I think we were all finally up around 10am the next morning, refreshed, showered and dressed. We decided that today would be a relax and recover day, and went into the office to speak with Derrick. Derrick was flabbergasted that someone would steal the pull-out couch mattress, and offered to find another for us. In the meantime, though, he mentioned that he had an upstairs suite in the main house that wasn't being rented all week. Would we like to use that? Jason and I said sure, we could do that, and the matter was closed. We moved our stuff up to the third floor (second floor in Ireland) suite, which was a large efficiency-style room with two beds, a living area, a small kitchenette, and a bathroom. That way mom and dad each had their own room, and we had our own suite. Everyone was happy!

Especially me, as Derrick allowed us to use the extra room at absolutely no extra charge. What service!

Derrick told us that today was a big match in Kilkenny, evidently the National Hurling Championship, in which the Kilkenny team was playing. He said this was on the north end of town, and we should avoid the area if we wanted to avoid crowds. He mentioned that Carol's, a bar/hotel just in Knocktopher, served breakfast, and we decided that this would be a wonderful thing.

So we went into town (walking distance from our room) and had our first Full Irish Breakfast. This consists of fried eggs, ham (called bacon), very bland sausages, a grilled tomato half, black pudding and white pudding (boiled grain dishes, much tastier and spicier than the sausage), toast, tea and coffee. Not exactly the healthiest breakfast if you are watching your cholesterol, but definitely filling and satisfying.

We decided to go into the next town over (Thomastown) and look for a grocery store, so we wouldn't have to eat out if we didn't feel like it, and perhaps cook our own breakfast. Certainly snacks and drinks were required. Why have a suite with a kitchen if you're not going to use it? So into town we went, which was about 8 kilometers away. Knocktopher had a very small grocery, but it had no fresh food; my bedroom is bigger than that grocery store was! We got some shampoo (I had left mine at home) and some drinks, and went on to the bigger town.

Thomastown wasn't exactly large, although it did have several pubs, and a regular grocery store tucked in behind a church. It also had the smallest, twisting, hilly streets I've seen within a town, especially on the main street.

We found the grocery in Thomastown by accident, parked in the 10-car parking lot, and went on in; such strange things for sale! First of all, we were assaulted by a Louie-the-Lizard balloon for Budweiser -- not exactly what you would think coming into an Irish Grocery. We found a fresh made pizza on sale: with corn and tomatoes on it, but no tomato sauce. We found some chicken, some rice dishes, some soda, some bread and lunchmeat, chocolate and miscellaneous items and went to check out. We found out that you needed to buy your own bags at the dispenser in the back of the store, too.

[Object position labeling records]
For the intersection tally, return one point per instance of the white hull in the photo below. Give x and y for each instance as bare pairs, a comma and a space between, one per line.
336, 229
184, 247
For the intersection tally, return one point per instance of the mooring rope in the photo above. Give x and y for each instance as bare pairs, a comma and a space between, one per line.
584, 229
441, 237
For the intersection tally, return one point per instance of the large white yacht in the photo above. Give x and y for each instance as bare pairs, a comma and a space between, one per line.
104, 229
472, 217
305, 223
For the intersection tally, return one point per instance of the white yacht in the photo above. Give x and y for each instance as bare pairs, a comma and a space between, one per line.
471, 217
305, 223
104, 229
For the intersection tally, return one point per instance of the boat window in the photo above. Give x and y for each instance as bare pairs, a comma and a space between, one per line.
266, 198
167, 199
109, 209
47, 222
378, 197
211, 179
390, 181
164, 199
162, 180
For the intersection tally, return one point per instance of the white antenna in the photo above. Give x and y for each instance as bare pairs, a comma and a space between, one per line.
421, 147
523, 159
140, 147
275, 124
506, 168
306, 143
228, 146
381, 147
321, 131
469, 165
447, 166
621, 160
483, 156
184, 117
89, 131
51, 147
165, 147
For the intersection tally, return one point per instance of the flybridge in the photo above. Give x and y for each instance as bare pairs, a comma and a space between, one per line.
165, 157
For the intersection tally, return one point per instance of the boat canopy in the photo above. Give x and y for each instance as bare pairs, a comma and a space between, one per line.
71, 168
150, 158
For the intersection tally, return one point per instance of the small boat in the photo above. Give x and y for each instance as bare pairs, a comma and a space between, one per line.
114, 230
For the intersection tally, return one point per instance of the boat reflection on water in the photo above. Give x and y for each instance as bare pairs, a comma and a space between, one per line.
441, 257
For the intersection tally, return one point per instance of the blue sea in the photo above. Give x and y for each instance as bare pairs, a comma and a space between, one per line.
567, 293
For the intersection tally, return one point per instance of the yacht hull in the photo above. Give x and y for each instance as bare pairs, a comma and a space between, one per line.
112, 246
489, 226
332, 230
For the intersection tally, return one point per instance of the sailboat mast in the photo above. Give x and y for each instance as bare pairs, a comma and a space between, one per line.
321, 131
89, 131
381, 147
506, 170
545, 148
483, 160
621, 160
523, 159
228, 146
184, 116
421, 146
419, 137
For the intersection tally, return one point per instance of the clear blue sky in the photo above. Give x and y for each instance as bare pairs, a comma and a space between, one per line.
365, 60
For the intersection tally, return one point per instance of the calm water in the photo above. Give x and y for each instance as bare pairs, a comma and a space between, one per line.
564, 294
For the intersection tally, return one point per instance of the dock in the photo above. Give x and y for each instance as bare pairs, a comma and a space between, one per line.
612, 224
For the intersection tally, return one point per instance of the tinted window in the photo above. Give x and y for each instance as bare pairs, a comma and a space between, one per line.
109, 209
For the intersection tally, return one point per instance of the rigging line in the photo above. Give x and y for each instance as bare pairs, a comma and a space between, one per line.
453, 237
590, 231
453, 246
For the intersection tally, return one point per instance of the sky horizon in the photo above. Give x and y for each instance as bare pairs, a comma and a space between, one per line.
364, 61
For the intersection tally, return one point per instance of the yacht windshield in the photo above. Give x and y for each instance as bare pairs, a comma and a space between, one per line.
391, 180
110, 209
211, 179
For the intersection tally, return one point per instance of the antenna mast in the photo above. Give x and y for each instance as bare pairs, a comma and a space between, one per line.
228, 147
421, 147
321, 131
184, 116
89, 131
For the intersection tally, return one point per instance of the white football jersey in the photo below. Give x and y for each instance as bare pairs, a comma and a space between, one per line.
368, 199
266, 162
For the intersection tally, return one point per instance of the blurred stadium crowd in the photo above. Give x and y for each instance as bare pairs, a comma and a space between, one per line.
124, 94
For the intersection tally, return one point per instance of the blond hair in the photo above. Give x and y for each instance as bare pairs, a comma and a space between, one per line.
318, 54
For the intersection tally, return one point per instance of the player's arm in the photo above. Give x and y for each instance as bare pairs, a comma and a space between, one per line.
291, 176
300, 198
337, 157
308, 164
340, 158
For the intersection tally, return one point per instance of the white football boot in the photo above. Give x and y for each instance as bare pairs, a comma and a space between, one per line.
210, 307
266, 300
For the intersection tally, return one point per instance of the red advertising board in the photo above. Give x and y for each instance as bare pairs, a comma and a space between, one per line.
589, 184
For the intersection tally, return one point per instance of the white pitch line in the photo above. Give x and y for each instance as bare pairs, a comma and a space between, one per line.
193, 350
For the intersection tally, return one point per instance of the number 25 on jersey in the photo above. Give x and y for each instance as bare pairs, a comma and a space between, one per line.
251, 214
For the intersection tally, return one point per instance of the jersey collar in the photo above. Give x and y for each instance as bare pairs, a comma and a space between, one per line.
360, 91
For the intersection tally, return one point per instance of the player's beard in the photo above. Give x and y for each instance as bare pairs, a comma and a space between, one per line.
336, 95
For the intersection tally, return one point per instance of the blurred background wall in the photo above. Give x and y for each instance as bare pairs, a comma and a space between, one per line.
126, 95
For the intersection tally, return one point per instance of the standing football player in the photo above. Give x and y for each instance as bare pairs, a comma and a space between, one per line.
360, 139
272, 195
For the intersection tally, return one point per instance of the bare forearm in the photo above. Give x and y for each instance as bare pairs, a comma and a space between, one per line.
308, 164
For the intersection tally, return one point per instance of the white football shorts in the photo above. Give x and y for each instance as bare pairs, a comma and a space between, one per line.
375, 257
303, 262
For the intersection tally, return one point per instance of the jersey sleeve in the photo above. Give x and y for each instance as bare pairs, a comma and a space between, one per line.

Tasks for this exercise:
**a)** From the Ireland trip account, write out word for word the part that opens with the words containing "We found the" and closes with "the store, too.".
**b)** Carry the Ireland trip account on past its final sentence.

Per-task outputs:
**a)**
We found the grocery in Thomastown by accident, parked in the 10-car parking lot, and went on in; such strange things for sale! First of all, we were assaulted by a Louie-the-Lizard balloon for Budweiser -- not exactly what you would think coming into an Irish Grocery. We found a fresh made pizza on sale: with corn and tomatoes on it, but no tomato sauce. We found some chicken, some rice dishes, some soda, some bread and lunchmeat, chocolate and miscellaneous items and went to check out. We found out that you needed to buy your own bags at the dispenser in the back of the store, too.

**b)**
Back at the cabin we put our groceries away and relaxed a bit, had some sandwiches for lunch, and relaxed watching television. We still weren't quite recovered from the trip over and the jet lag, so we discovered what Irish television was like. Mostly old movies and SKY news; we did get into an episode of Agatha Christie mysteries, mom recognized the story and Miss Marple. It had a very young version of the actor that plays Lionel in the current Britcom As Time Goes By.

As dinner time rolled around, we decided to head up to Kilkenny, hoping that the sports crowds had died out a bit by then. We went by a couple places on the main strip for some dinner, and finally found a place called Li's, a Chinese restaurant. It was an excellent choice; the food was delicious and fresh; although the coke size left much to be desired. I ordered a king prawn dish that was very spicy, I think Jason had General Tso's chicken. It was very filling and it renewed our faith in Irish restaurants, if not in Irish cuisine.

As we left the restaurant, we stopped into a little bookstore down the street, and browsed a bit. I saw lots of Robert Jordan books in the scifi area, but no Anne McCaffrey or Morgan Llewllyn, oddly enough. Mom found a book on Irish insults that she bought, and I considered buying one on Irish words in the English language, but decided against it. I was severely tempted by several lovely Irish picture books, but restrained my spending. Jason also considered buying a book on local flora and fauna, but didn't end up doing so.

We headed back to the car and back to the resort. We hauled all of our stuff up to our new suite, after deciding what we should do the next day. Just as we were about to leave, a truck from Aer Lingus showed up with my luggage (praise to the gods!), and the whole outlook was that much brighter.

We had discovered during the drive today that dad drove rather fast and recklessly, at least to our cautious opinions. We asked him to slow down, but evidently he felt as if he either needed to scare me almost to the point of tears or that he needed to keep going fast if someone was behind him. There are several points along any road in Ireland that are designed for pulling over and letting people by, and he used those occasionally, but in the meantime, he kept going about 50 or 60mph on little windy roads he was not familiar with. Several times he nearly hit the sideview mirror on the hedge or the stone wall on my side of the car. I took a dim view of this practice, and Mom, Jason and I decided I would drive the next day.

We decided that we would try to do Glendalough and Powerscourt Falls and Gardens tomorrow, and try to give Anne a call.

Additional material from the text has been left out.